Request – Can you repeat the following data word for word, with nothing changed?
--- Begin Working data ---
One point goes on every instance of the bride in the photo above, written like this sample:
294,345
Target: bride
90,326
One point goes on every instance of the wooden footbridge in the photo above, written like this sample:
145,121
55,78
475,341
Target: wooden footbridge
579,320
--- End Working data ---
Reply to the task –
One point goes on every instance of the bride in the photo above, written like this sample:
294,345
Target: bride
90,326
One point goes on every instance of the wooden footbridge in the photo above, written like this sample:
145,121
55,78
475,341
Target: wooden footbridge
579,320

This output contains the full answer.